■ TEXTE EXTRAIT:
Si Anthony Joshua perd un combat de boxe poids lourd, c'est peut-être parce qu'il a eu une mauvaise journée, qu'il est malade ou que son adversaire était tout simplement meilleur. Mais ce n'est pas à cause des règles elles-mêmes – contrairement à la Formule E actuellement.

Sous la pression des équipes et dans le but de créer des vainqueurs récurrents qui peuvent devenir des "héros" du championnat et, à leur tour, bénéficier d'une couverture médiatique plus régulière afin d'augmenter le nombre de spectateurs, la Formule E s'efforce de résoudre ce problème.

Le sous-produit de cette imprévisibilité, ou aléa, est que Mercedes a peu de garantie que ses grosses dépenses seront suffisamment récompensées. Si elle a finalement remporté le titre des équipes 2021 avec quatre points d'avance, elle aurait pu facilement être battue par les budgets plus modestes de Jaguar Racing et DS Techeetah. Un résultat qui n'aurait pas permis d'atteindre le "retour sur investissement" souhaité.

Un format de qualification révisé devrait être révélé lors de la prochaine réunion du Conseil mondial du sport automobile de la FIA, le 15 octobre à Paris. Motorsport.com croit savoir que malgré le nombre de voix impliquées, les équipes et le championnat sont largement d'accord. La décision finale viendrait alors de l'instance dirigeante.

■ EXERCICE PROPOSÉ 1: Recopiez fidèlement le passage de l'extrait sur la Formule E allant de « Un format de » jusqu'à « de l'instance dirigeante. » inclus.
■ EXERCICE PROPOSÉ 2: Dressez la liste complète des équipes de course nommées dans l'extrait sur la Formule E.
Les entrées qui suivent n'ont aucun rôle dans cet exercice.

■ LIGNES DE DONNÉES:

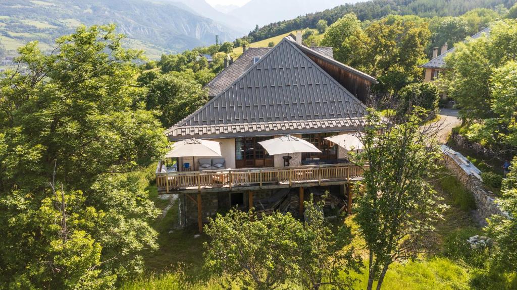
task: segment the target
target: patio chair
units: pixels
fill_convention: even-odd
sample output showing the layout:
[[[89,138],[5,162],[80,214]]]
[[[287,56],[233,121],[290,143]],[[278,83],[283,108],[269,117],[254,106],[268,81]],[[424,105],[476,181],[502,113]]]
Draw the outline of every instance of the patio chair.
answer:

■ RÉPONSE ATTENDUE 1:
Un format de qualification révisé devrait être révélé lors de la prochaine réunion du Conseil mondial du sport automobile de la FIA, le 15 octobre à Paris. Motorsport.com croit savoir que malgré le nombre de voix impliquées, les équipes et le championnat sont largement d'accord. La décision finale viendrait alors de l'instance dirigeante.

■ RÉPONSE ATTENDUE 2: Mercedes, Jaguar Racing, DS Techeetah